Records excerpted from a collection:
·····
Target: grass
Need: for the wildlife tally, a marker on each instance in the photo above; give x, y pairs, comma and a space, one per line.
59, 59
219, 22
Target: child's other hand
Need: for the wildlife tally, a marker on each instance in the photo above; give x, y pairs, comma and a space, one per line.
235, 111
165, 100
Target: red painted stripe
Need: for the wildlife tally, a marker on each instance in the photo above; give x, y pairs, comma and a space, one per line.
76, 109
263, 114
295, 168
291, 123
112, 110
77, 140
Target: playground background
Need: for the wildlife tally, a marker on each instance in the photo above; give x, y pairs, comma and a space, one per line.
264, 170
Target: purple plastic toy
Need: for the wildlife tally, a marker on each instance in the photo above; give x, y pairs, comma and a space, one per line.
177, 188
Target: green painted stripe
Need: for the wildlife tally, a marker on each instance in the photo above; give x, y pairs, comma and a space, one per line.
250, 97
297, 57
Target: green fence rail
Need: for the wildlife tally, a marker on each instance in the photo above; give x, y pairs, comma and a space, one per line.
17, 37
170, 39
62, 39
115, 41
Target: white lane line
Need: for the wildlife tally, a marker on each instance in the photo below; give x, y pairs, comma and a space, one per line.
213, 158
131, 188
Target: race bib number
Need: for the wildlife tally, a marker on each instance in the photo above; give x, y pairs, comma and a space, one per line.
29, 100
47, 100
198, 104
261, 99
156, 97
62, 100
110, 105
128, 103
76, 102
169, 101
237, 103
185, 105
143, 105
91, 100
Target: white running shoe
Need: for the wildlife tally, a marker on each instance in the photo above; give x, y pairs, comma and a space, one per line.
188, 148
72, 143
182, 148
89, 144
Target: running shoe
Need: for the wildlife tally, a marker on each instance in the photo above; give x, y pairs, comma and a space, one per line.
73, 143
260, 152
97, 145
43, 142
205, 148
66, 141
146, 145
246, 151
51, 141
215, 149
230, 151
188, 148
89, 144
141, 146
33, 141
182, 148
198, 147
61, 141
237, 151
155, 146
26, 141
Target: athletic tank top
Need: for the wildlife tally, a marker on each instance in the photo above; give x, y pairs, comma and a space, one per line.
·····
Each record must be repeated exactly as it is.

# [RESPONSE TO THE TASK]
Target: grass
Need: for the wildlife tally, a marker on each instance in the photo above; give x, y pairs, comma and a space, one per line.
59, 59
219, 22
Target: child's other hand
Need: for the wildlife tally, a marker on each instance in the photo above; give x, y pairs, comma and a space, one per line.
235, 111
165, 100
Target: red painted stripe
Need: for the wildlife tally, a marker on each instance in the photo above; give x, y pairs, comma and a space, one per line.
76, 109
263, 114
295, 168
291, 123
112, 110
77, 140
Target: playground background
Need: for the wildlife tally, a marker on each instance in the photo above; give x, y pairs, comma and a space, one per line.
264, 170
Target: purple plastic toy
Need: for the wildlife tally, a marker on each instance in the photo above; give x, y pairs, comma and a space, one per line.
177, 188
Target: green painted stripe
Need: for the wildlife tally, a marker on each instance in the photo above; give x, y pairs, comma and a space, one per line.
250, 97
297, 57
Target: green fence rail
Need: for the wildlife tally, a marker on each instance in the photo above; give x, y pairs, comma and a space, one per line.
17, 37
170, 39
62, 39
115, 41
Target: white lane line
Need: for the wildlife tally, a marker on each instance in the photo below; give x, y pairs, comma and a space, one per line.
213, 158
131, 188
Target: race bib number
Need: for the wildlife tally, a marker on each instance in the photo above; give x, y pairs, comma and a space, one per line.
29, 100
47, 100
198, 104
261, 99
156, 97
62, 100
110, 105
128, 103
76, 102
169, 101
237, 103
185, 105
143, 105
91, 100
Target: white running shoe
Need: for the wildlife tally, a marker on each instance in the photo above; give x, y pairs, comma and a space, one per line.
188, 148
72, 143
182, 148
89, 144
Target: running shoe
Need: for the wildlife tally, a marker on each instance in the photo above; give x, y pairs, comma and a space, one per line.
73, 143
260, 152
97, 145
43, 142
205, 148
66, 141
146, 145
246, 151
51, 141
215, 149
230, 151
188, 148
89, 144
141, 146
33, 141
182, 148
198, 147
61, 141
237, 151
155, 146
26, 141
Target: athletic tank top
Need: for the wildlife tally, a marker on each instance in the photo above; give x, y pairs, comma and a space, one per line.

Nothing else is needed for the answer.